* Task to complete: Write each line exactly as it stands, from the line containing "of the pink" through the end of the data.

* Coordinate annotation entries:
★ ★ ★ ★
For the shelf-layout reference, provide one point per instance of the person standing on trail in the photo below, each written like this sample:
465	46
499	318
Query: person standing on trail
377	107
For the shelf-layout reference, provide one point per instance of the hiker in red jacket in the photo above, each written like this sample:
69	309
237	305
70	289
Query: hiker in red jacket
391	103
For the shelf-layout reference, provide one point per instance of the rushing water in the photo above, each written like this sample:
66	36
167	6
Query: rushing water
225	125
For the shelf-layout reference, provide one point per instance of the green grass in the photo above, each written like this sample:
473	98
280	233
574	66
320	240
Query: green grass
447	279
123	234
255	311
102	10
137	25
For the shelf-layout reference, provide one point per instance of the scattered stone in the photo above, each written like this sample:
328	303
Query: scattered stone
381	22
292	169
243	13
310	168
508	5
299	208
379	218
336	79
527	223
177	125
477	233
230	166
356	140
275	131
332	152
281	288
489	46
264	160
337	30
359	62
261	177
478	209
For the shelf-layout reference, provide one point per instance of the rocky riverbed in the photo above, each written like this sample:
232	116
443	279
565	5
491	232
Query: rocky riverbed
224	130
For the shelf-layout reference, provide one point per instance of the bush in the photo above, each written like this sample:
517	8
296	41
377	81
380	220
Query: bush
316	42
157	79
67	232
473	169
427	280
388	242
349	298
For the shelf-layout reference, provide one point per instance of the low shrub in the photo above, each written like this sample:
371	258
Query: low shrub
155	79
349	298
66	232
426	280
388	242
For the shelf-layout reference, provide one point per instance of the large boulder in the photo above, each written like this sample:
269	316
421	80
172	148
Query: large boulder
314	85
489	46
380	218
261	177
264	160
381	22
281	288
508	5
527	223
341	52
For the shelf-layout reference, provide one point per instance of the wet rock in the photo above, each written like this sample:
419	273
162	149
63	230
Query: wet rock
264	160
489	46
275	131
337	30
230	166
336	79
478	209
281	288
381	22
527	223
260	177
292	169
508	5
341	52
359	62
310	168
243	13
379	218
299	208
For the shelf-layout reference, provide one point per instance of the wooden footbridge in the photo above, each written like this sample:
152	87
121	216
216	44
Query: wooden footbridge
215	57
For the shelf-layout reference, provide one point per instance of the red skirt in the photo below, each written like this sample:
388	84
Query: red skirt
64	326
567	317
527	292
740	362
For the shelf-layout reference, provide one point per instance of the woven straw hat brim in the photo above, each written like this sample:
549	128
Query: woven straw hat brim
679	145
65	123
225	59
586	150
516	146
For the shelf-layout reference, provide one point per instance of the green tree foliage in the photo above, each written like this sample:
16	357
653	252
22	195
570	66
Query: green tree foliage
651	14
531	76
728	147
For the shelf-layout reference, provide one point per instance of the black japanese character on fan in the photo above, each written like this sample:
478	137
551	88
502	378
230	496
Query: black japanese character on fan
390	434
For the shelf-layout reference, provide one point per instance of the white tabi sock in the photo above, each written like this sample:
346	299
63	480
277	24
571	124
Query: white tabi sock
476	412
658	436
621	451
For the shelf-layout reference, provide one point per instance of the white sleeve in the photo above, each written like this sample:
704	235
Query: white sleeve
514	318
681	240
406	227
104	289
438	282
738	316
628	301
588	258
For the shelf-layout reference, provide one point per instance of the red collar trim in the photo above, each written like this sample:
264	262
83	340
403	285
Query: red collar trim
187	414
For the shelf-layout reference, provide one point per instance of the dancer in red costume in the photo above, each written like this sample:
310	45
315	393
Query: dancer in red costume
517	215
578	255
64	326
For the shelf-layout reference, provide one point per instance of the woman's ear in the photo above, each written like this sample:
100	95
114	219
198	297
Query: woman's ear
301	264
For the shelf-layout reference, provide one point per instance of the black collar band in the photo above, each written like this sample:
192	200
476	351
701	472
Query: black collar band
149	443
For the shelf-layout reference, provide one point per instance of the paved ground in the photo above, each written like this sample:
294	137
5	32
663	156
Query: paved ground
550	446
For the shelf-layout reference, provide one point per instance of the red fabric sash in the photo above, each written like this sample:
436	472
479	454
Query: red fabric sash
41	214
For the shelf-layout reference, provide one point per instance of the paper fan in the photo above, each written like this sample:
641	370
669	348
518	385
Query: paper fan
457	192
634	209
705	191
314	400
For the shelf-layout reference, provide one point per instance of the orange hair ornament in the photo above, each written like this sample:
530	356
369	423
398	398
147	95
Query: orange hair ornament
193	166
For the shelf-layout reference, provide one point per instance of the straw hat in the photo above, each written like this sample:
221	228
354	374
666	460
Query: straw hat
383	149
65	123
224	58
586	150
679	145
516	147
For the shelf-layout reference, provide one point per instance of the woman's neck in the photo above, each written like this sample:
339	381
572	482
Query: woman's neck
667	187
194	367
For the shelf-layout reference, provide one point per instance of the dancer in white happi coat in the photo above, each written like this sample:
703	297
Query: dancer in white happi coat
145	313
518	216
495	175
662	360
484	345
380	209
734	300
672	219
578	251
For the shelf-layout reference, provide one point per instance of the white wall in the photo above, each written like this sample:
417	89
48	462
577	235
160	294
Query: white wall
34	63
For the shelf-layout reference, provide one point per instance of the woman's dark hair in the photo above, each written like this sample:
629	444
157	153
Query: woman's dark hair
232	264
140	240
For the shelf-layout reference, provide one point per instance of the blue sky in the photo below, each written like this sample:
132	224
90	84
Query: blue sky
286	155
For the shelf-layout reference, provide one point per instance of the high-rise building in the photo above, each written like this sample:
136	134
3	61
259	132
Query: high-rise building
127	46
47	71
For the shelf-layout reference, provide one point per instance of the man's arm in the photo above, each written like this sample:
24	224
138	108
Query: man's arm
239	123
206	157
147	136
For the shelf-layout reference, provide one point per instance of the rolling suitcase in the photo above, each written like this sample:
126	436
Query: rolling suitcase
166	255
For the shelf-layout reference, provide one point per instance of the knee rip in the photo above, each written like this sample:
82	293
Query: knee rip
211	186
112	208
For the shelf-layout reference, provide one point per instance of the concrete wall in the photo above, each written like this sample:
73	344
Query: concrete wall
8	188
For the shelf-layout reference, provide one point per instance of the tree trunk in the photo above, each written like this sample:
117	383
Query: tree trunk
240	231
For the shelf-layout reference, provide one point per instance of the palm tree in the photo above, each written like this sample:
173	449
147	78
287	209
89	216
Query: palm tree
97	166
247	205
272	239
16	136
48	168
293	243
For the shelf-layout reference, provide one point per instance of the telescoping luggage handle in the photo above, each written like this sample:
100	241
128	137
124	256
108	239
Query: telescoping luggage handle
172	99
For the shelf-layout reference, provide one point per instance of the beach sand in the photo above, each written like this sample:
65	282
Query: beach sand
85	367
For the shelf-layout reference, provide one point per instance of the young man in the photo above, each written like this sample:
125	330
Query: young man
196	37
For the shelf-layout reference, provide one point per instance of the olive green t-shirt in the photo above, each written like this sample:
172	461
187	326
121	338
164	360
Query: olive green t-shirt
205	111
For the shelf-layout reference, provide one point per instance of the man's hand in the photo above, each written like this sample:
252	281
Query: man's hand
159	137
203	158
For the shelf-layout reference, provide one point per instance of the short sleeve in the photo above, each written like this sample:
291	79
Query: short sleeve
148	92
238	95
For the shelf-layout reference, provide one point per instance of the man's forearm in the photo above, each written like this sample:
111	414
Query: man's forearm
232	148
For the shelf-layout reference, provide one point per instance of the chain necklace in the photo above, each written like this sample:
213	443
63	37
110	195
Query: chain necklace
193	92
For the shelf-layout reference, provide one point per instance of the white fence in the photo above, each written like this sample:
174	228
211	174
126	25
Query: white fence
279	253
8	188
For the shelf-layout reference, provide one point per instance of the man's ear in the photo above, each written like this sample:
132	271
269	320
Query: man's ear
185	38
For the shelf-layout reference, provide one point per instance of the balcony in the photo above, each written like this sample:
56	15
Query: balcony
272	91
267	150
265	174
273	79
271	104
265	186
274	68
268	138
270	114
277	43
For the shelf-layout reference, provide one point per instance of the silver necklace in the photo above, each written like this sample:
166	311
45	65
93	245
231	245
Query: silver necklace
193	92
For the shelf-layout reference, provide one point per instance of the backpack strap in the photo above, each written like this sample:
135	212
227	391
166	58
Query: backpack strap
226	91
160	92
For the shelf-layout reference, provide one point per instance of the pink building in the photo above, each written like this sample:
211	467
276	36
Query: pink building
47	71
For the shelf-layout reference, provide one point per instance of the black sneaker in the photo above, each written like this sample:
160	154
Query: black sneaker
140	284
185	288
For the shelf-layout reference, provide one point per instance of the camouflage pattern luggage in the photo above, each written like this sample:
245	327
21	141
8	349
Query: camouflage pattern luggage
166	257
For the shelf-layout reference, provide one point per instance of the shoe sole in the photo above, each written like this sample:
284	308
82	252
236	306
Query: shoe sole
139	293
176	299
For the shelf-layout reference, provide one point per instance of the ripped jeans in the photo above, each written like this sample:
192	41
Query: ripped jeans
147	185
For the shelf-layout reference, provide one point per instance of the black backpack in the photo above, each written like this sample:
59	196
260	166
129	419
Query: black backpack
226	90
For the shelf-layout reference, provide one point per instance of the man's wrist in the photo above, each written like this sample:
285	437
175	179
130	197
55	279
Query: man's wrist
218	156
★ ★ ★ ★
* In response:
For the shelf-layout reference, provide one point per instance of the pink building in the photo above, each written like this sample:
211	467
276	36
Query: pink building
47	71
For the shelf-layout reference, provide one point per instance of the black sneaker in the photo above, each written like this sample:
160	154
Query: black sneaker
140	284
185	288
For the shelf-layout reference, provide one point per instance of the camouflage pattern luggage in the photo above, each written like this sample:
245	327
21	141
8	349
Query: camouflage pattern luggage
166	257
For the shelf-layout reference, provide one point per instance of the shoe sole in the photo above, each written like this sample:
284	308
82	252
236	306
Query: shoe sole
139	293
176	299
For the shelf-layout reference, provide one point per instance of the ripped jeans in the photo above, each written like this sample:
192	41
Query: ripped jeans
147	185
For the shelf-layout reference, provide one point per instance of the black backpack in the photo above, each written like this sample:
59	196
260	166
129	419
Query: black backpack
226	90
For the shelf-layout reference, provide one point per instance of the man's wrist in the photo above, each written like this sample:
285	437
175	179
130	197
55	279
Query: man's wrist
218	156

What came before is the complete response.